• **TASK INSTRUCTIONS**
Copy the forum post below word for word, starting at "In all of my" and ending at "she is around.".

# Gnashing my teeth and biting my tongue



## WaitForIt... (Jan 20, 2013)

almost 21 year old daughter started dating a 30 year old (divorced male with a child) a few weeks ago. They are already discussed things moving in together. He travels for work frequently in a construction job. Currently has no permanent home and basically lives and hotels. 

This is obviously slowly driving me insane for a number of reasons. Most of these reasons, my serious reservations Are obvious. Here's The Issue that I am having a serious internal struggle with:

In all of my past experiences with men, every single one of them has been a cheater in one way or another. EA/PA, you name it. 

My guts are screaming at me to tell her to run. This feeling is magnified 10 times by the fact that he travels for work. Add and he is a 30 yr old chasing after a 20 yr old...

I'm rational enough to be able to say OK, you cannot judge someone based on your past experiences. He maybe a wonderful guy that would never cheat. Don't Know, haven't met him. 

Still, my instincts scream, "CREEP!".

I have voiced my concerns about the other things with my daughter. This one issue however, is the one that literally has me gnashing my teeth and biting my tongue when she is around. 

What Say Ye, great TAM people? Do I have that talk with her and how do I keep my personal crap out of it?

• **DATA SUPPLIED**
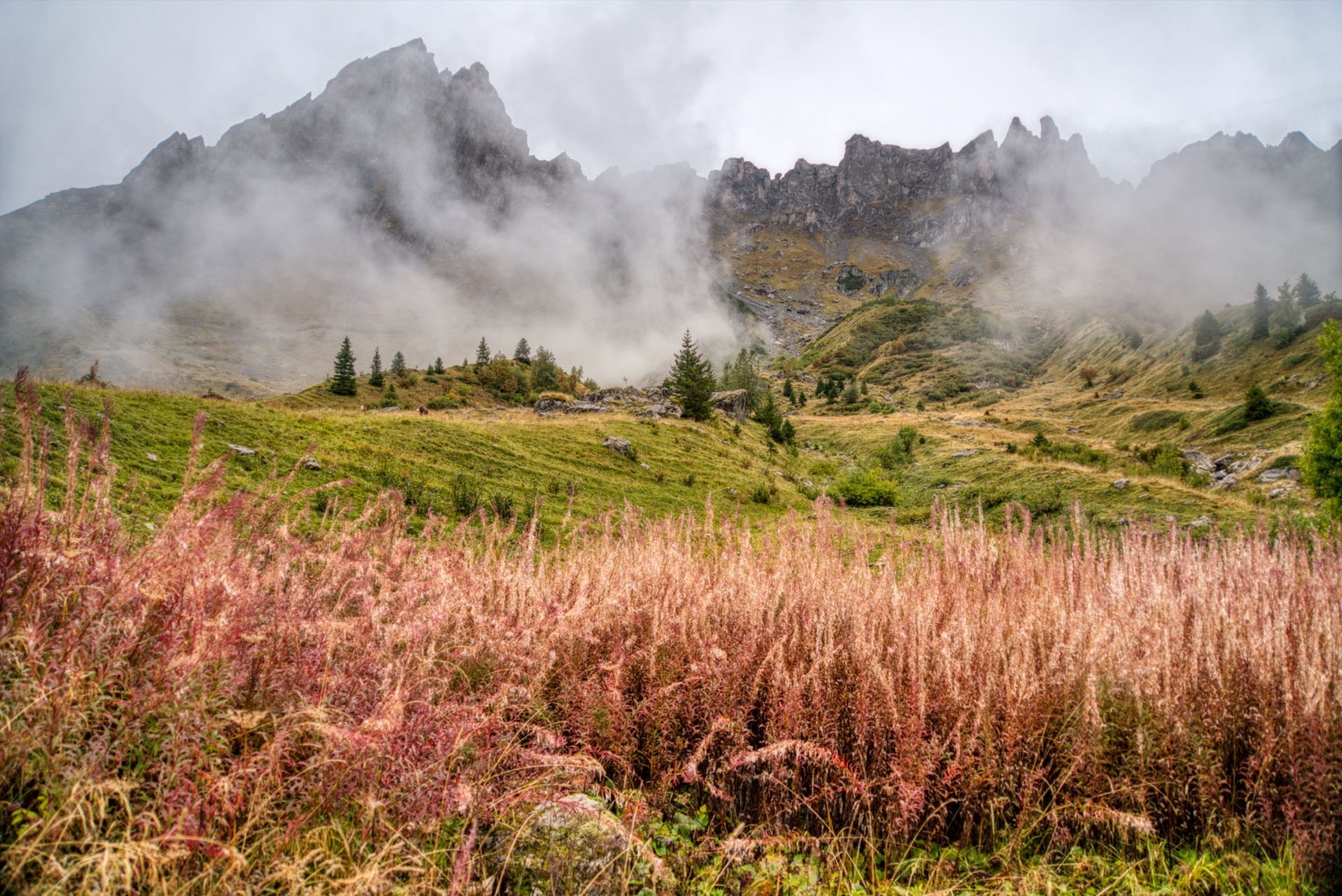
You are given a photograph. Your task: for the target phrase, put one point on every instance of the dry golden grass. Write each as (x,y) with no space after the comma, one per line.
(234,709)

--

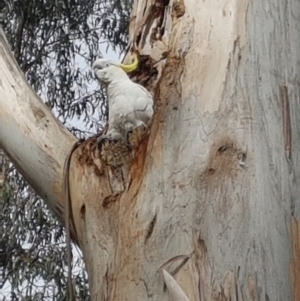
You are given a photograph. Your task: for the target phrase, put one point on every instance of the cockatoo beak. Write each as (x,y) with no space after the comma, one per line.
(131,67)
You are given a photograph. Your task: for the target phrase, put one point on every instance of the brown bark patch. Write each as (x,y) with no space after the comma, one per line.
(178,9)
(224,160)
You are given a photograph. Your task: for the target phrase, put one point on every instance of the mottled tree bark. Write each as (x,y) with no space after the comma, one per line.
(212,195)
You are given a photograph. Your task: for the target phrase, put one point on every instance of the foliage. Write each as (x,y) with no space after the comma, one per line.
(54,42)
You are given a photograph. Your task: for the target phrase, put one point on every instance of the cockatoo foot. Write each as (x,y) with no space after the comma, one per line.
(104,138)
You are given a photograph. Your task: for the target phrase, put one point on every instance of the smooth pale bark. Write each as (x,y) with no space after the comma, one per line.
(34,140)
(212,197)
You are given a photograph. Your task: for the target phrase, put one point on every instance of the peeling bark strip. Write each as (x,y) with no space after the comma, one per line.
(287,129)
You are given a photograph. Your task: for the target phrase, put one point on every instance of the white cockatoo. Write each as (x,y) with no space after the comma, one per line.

==

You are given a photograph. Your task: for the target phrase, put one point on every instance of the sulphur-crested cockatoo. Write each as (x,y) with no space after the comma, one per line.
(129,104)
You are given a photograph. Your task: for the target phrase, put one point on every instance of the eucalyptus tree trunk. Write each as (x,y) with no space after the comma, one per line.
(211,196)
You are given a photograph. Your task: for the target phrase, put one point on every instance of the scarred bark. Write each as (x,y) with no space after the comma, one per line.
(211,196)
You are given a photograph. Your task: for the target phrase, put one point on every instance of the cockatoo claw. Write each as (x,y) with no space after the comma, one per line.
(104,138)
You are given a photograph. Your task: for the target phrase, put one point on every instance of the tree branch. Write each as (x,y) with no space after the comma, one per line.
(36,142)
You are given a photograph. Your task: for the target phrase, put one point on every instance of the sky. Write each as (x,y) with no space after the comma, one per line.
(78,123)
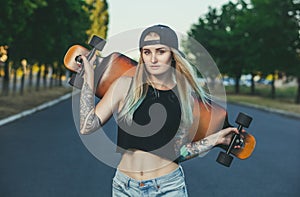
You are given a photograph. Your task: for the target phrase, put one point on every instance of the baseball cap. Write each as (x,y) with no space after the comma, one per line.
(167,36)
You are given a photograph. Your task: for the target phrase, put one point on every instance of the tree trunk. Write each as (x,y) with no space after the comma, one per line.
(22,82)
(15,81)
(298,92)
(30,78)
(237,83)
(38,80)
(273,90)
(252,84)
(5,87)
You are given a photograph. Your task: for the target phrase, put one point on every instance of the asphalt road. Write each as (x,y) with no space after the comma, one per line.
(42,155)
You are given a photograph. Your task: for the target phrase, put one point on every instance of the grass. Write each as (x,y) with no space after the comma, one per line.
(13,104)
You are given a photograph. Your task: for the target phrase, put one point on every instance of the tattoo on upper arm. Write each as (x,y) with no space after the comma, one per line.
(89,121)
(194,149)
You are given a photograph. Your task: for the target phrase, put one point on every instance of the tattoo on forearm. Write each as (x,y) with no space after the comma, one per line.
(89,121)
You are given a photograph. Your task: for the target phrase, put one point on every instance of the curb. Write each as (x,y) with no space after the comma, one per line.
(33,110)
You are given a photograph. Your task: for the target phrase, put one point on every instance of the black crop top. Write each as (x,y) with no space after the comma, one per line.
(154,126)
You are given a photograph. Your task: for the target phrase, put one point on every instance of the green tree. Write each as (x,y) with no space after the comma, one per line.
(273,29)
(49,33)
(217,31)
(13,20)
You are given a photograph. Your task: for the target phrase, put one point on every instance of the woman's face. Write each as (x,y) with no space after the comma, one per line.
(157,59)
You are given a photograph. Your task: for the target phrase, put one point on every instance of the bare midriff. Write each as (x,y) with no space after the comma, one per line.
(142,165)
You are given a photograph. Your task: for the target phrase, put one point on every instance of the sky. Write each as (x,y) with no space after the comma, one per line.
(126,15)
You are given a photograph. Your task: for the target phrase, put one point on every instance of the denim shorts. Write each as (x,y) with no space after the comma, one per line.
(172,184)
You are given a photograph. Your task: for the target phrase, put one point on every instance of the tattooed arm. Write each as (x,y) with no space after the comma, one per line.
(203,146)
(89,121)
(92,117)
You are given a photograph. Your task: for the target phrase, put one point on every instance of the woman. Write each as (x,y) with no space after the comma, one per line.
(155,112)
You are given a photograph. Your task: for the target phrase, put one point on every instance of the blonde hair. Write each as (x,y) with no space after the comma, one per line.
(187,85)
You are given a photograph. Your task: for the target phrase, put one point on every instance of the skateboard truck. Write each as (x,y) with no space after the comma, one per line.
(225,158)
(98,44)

• **CORRECT ANSWER**
In all of my past experiences with men, every single one of them has been a cheater in one way or another. EA/PA, you name it. 

My guts are screaming at me to tell her to run. This feeling is magnified 10 times by the fact that he travels for work. Add and he is a 30 yr old chasing after a 20 yr old...

I'm rational enough to be able to say OK, you cannot judge someone based on your past experiences. He maybe a wonderful guy that would never cheat. Don't Know, haven't met him. 

Still, my instincts scream, "CREEP!".

I have voiced my concerns about the other things with my daughter. This one issue however, is the one that literally has me gnashing my teeth and biting my tongue when she is around.